[Entries from a data source]
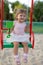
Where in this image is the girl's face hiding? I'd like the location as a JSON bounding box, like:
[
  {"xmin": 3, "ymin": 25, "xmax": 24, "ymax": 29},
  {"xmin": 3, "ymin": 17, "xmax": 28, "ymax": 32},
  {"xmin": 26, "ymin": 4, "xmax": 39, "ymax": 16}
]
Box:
[{"xmin": 17, "ymin": 13, "xmax": 26, "ymax": 22}]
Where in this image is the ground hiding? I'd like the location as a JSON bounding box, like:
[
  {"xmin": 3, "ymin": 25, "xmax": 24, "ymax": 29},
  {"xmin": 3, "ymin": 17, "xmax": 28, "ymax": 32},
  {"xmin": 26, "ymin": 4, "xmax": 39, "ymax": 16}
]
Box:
[{"xmin": 0, "ymin": 34, "xmax": 43, "ymax": 65}]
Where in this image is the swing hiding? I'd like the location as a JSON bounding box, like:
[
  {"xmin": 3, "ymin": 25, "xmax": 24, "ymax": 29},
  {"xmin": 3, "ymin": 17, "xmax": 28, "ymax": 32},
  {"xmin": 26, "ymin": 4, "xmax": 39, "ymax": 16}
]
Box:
[{"xmin": 0, "ymin": 0, "xmax": 34, "ymax": 48}]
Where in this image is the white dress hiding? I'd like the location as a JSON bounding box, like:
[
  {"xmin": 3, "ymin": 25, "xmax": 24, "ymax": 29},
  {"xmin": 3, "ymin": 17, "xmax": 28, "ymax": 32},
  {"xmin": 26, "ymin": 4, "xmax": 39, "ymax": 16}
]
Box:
[{"xmin": 6, "ymin": 22, "xmax": 30, "ymax": 42}]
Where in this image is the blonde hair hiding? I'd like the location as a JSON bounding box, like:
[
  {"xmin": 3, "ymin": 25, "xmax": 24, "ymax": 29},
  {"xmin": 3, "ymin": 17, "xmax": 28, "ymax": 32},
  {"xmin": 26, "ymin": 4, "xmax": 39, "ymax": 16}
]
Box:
[{"xmin": 14, "ymin": 9, "xmax": 27, "ymax": 19}]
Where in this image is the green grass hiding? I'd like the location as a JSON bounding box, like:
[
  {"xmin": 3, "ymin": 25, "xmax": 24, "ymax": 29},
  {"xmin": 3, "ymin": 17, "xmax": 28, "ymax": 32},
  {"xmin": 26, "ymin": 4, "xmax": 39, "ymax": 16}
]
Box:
[{"xmin": 3, "ymin": 21, "xmax": 43, "ymax": 33}]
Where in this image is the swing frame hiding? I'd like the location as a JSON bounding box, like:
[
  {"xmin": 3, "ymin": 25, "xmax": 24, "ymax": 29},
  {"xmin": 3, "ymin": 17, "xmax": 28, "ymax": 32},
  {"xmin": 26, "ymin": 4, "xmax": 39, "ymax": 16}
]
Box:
[{"xmin": 0, "ymin": 0, "xmax": 34, "ymax": 49}]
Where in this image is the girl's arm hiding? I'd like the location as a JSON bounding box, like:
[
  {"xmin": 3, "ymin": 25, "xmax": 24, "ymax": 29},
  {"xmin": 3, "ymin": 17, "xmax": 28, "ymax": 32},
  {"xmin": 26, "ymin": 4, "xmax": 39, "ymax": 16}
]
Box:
[
  {"xmin": 7, "ymin": 26, "xmax": 14, "ymax": 34},
  {"xmin": 25, "ymin": 25, "xmax": 29, "ymax": 32}
]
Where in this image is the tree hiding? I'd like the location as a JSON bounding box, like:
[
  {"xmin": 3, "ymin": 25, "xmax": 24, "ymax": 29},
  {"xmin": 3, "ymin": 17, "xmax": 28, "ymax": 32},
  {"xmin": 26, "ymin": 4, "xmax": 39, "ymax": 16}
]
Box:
[
  {"xmin": 12, "ymin": 1, "xmax": 29, "ymax": 20},
  {"xmin": 34, "ymin": 1, "xmax": 43, "ymax": 21}
]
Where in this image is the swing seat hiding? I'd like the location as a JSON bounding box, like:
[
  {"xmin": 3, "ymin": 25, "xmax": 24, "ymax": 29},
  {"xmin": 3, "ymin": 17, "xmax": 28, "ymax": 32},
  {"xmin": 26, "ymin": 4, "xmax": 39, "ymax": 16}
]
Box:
[
  {"xmin": 3, "ymin": 41, "xmax": 32, "ymax": 48},
  {"xmin": 3, "ymin": 21, "xmax": 34, "ymax": 48}
]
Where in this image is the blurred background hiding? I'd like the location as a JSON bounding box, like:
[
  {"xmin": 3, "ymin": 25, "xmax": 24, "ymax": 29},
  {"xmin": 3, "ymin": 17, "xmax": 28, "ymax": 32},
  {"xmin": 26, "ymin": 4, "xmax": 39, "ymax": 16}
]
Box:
[{"xmin": 4, "ymin": 0, "xmax": 43, "ymax": 22}]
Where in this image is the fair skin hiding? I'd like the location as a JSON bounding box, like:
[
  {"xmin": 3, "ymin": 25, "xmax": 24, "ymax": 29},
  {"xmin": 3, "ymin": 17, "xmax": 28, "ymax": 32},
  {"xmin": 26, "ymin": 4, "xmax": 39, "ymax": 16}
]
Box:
[{"xmin": 13, "ymin": 13, "xmax": 28, "ymax": 55}]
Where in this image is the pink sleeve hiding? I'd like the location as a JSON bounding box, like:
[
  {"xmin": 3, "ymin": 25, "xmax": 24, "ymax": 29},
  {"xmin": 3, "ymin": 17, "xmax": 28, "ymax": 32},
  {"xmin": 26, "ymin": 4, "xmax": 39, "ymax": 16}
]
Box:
[{"xmin": 13, "ymin": 21, "xmax": 16, "ymax": 25}]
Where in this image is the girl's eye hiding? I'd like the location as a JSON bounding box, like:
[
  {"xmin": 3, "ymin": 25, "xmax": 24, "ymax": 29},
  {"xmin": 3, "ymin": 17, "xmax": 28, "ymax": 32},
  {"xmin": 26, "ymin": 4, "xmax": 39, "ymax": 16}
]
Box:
[{"xmin": 20, "ymin": 15, "xmax": 25, "ymax": 17}]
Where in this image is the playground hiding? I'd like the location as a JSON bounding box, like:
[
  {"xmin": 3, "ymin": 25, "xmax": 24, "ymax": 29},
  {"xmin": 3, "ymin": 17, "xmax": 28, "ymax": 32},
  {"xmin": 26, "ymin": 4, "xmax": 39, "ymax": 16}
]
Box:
[
  {"xmin": 0, "ymin": 34, "xmax": 43, "ymax": 65},
  {"xmin": 0, "ymin": 0, "xmax": 43, "ymax": 65}
]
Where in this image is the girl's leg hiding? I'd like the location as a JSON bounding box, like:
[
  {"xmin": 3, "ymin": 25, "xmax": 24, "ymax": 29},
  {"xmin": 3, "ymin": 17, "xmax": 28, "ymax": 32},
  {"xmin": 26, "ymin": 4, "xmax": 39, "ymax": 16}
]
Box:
[
  {"xmin": 13, "ymin": 42, "xmax": 19, "ymax": 55},
  {"xmin": 14, "ymin": 42, "xmax": 20, "ymax": 65},
  {"xmin": 22, "ymin": 42, "xmax": 28, "ymax": 63}
]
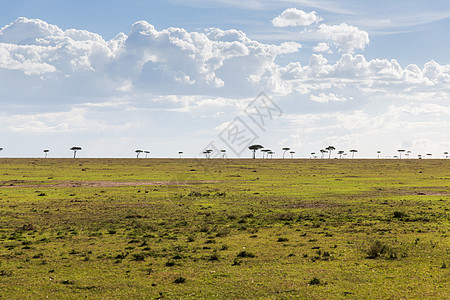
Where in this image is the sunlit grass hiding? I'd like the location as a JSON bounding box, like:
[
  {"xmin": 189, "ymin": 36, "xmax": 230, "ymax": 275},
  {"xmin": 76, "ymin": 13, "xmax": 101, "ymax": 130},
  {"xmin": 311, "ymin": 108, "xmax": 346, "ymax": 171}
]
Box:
[{"xmin": 0, "ymin": 159, "xmax": 450, "ymax": 299}]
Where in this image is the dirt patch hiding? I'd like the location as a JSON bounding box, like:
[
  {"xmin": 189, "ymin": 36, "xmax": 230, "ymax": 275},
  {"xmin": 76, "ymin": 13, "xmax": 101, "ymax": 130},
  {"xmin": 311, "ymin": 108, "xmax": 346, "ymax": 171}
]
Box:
[{"xmin": 0, "ymin": 180, "xmax": 219, "ymax": 188}]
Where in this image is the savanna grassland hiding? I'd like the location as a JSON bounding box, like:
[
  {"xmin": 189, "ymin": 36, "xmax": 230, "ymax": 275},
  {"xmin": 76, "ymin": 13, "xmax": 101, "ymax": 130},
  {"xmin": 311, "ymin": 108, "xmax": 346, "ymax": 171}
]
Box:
[{"xmin": 0, "ymin": 159, "xmax": 450, "ymax": 299}]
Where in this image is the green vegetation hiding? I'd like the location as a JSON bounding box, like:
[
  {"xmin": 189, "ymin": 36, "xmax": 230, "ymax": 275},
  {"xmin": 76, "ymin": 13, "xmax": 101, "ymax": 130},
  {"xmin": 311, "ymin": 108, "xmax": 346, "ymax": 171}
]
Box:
[{"xmin": 0, "ymin": 158, "xmax": 450, "ymax": 299}]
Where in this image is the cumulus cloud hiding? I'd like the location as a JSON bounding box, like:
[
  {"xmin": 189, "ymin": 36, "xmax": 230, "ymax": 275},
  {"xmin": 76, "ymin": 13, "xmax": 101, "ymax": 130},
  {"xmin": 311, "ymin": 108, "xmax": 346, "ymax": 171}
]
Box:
[
  {"xmin": 310, "ymin": 93, "xmax": 347, "ymax": 103},
  {"xmin": 318, "ymin": 23, "xmax": 369, "ymax": 53},
  {"xmin": 272, "ymin": 8, "xmax": 323, "ymax": 27},
  {"xmin": 313, "ymin": 43, "xmax": 333, "ymax": 53}
]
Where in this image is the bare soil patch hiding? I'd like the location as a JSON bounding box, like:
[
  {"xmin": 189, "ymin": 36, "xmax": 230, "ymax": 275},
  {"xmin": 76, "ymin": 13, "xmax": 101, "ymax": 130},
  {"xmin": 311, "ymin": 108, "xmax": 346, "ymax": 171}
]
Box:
[{"xmin": 0, "ymin": 180, "xmax": 219, "ymax": 188}]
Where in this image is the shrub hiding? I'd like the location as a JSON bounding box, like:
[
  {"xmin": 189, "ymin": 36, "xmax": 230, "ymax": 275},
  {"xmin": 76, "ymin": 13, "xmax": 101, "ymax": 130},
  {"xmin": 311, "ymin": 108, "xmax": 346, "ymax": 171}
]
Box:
[
  {"xmin": 173, "ymin": 276, "xmax": 186, "ymax": 284},
  {"xmin": 394, "ymin": 211, "xmax": 408, "ymax": 219},
  {"xmin": 366, "ymin": 240, "xmax": 397, "ymax": 259},
  {"xmin": 237, "ymin": 250, "xmax": 255, "ymax": 258},
  {"xmin": 132, "ymin": 253, "xmax": 145, "ymax": 261},
  {"xmin": 208, "ymin": 252, "xmax": 219, "ymax": 261}
]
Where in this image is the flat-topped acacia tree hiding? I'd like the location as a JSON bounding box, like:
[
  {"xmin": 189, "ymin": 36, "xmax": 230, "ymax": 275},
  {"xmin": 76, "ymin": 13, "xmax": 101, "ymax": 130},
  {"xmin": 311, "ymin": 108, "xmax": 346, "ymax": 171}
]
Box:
[
  {"xmin": 248, "ymin": 145, "xmax": 264, "ymax": 159},
  {"xmin": 397, "ymin": 149, "xmax": 406, "ymax": 159},
  {"xmin": 70, "ymin": 147, "xmax": 82, "ymax": 158},
  {"xmin": 203, "ymin": 149, "xmax": 214, "ymax": 158},
  {"xmin": 134, "ymin": 149, "xmax": 144, "ymax": 158},
  {"xmin": 281, "ymin": 147, "xmax": 291, "ymax": 158},
  {"xmin": 325, "ymin": 146, "xmax": 336, "ymax": 159}
]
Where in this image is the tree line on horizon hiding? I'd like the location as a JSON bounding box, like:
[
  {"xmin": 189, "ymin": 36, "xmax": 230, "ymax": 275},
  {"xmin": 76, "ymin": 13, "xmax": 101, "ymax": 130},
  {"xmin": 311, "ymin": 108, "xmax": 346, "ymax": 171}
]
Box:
[{"xmin": 0, "ymin": 144, "xmax": 449, "ymax": 159}]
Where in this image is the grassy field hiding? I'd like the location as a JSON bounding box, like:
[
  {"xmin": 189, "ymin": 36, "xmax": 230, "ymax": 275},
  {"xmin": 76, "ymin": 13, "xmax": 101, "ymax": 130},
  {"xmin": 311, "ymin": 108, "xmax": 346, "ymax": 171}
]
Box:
[{"xmin": 0, "ymin": 159, "xmax": 450, "ymax": 299}]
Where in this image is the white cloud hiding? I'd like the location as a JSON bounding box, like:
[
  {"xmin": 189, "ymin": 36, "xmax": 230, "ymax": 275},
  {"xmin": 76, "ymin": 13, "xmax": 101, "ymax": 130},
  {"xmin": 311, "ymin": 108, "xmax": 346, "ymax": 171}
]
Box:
[
  {"xmin": 0, "ymin": 18, "xmax": 450, "ymax": 156},
  {"xmin": 310, "ymin": 93, "xmax": 347, "ymax": 103},
  {"xmin": 313, "ymin": 43, "xmax": 333, "ymax": 54},
  {"xmin": 272, "ymin": 8, "xmax": 323, "ymax": 27},
  {"xmin": 318, "ymin": 23, "xmax": 369, "ymax": 53}
]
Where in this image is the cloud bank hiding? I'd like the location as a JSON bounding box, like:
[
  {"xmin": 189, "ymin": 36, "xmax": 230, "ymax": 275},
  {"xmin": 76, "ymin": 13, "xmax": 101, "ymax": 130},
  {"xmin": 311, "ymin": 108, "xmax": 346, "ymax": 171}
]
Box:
[
  {"xmin": 0, "ymin": 16, "xmax": 450, "ymax": 157},
  {"xmin": 272, "ymin": 8, "xmax": 323, "ymax": 27}
]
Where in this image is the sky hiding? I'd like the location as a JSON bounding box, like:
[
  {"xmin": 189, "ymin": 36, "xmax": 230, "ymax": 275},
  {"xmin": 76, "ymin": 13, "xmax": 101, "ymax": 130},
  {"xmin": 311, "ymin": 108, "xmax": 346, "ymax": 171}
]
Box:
[{"xmin": 0, "ymin": 0, "xmax": 450, "ymax": 158}]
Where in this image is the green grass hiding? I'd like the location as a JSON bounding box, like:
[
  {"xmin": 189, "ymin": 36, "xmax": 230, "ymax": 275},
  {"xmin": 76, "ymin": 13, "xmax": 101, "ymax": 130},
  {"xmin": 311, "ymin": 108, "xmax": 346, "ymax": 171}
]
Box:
[{"xmin": 0, "ymin": 159, "xmax": 450, "ymax": 299}]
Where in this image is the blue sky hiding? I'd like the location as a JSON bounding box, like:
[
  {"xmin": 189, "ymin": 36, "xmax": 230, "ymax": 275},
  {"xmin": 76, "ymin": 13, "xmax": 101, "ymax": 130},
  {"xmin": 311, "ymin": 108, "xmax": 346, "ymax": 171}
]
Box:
[{"xmin": 0, "ymin": 0, "xmax": 450, "ymax": 157}]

Exercise goal
From the lines above, list every one that contains the word "patch", copying each in full.

Task output
Where in this image is the dirt patch hiding? I'd like the location as a JSON bounding box, like:
Where in this image is the bare soil patch hiding? I'd like the location as a JSON bounding box, like:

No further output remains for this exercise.